- [WORK TASK]
The whole listing needs to be restated word for word.

- [DATA]
※

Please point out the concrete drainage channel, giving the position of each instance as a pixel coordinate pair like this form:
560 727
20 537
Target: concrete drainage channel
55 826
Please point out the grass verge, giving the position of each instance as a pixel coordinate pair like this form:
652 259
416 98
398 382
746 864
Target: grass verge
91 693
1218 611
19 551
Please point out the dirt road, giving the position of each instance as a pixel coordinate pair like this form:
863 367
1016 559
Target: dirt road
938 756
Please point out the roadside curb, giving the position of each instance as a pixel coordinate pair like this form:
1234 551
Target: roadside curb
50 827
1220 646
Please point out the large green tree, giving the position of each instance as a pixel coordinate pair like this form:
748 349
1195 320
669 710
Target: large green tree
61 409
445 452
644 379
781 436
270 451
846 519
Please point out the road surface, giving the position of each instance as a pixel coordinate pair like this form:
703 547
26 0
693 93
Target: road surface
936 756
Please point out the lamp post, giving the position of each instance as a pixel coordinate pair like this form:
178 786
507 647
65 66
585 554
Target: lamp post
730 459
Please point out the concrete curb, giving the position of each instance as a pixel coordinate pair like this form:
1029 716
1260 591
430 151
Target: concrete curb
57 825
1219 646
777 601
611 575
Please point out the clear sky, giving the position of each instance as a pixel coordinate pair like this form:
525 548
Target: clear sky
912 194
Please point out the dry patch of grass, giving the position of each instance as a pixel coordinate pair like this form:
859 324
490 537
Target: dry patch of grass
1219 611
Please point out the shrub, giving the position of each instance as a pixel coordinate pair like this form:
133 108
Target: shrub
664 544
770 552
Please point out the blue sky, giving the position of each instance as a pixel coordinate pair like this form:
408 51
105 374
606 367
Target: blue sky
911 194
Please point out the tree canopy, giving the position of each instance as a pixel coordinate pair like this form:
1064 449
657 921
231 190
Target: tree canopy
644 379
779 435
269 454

※

- [TASK RESPONSE]
Please point out the concrete drainage channel, giving the position of each instance as a pixel coordinate pair like this form:
560 727
20 537
Target: concrete drainage channel
55 826
Please point out the grass verge, giving the position of each instance as a pixel coordinate pair like this form:
652 259
416 98
398 382
746 864
Target: grass verge
91 693
1218 611
19 551
Please point out the dirt road, giving the position of each instance as a pixel coordinate pair like this form:
863 367
1016 559
Target: dirt road
938 756
Please point out the roadside curb, giving the position of each instance as a pixel coordinate pair like this form:
1234 551
Target: roadside curb
50 827
1220 646
Please point out the large green tree, giving the position of each instance as a pixel coordinate pair like this form:
748 349
1195 320
669 710
Target: large green tree
61 409
445 452
644 379
781 436
270 451
846 519
Please point out the road surface, giving the position of each instance as a pixel coordinate pair like this form:
703 547
26 0
693 93
Target: road surface
936 756
Please point out the lamp post, giving the position of each instance as a pixel coordinate pair like this form:
178 786
507 647
65 66
585 554
Target: lamp post
730 459
Please point out the concrete curb, giving the position of each instance as a pixel coordinate pair like this form:
1029 716
1260 591
430 151
Target: concrete curb
57 825
1219 646
777 601
611 575
Please point out the clear sky, giving the position of each instance as a pixel coordinate pair like this form:
525 548
Target: clear sky
912 194
Please point out the dry patch of grass, giving the position of each instance as a pixel coordinate pair like this form:
859 324
490 537
Target: dry patch of grass
1219 611
Please point out the shrub, giving the position of each instance as a pixel coordinate pair like this form:
133 108
Target: shrub
664 544
770 552
Please point out the blue sky, giving the position of each instance as a pixel coordinate pair like this form:
408 51
105 374
606 367
Target: blue sky
911 194
Please point out the tree canopy, giving the position of each instance as a pixel coordinate pair like this form:
1064 449
657 921
231 190
Target: tree canopy
644 379
779 435
269 454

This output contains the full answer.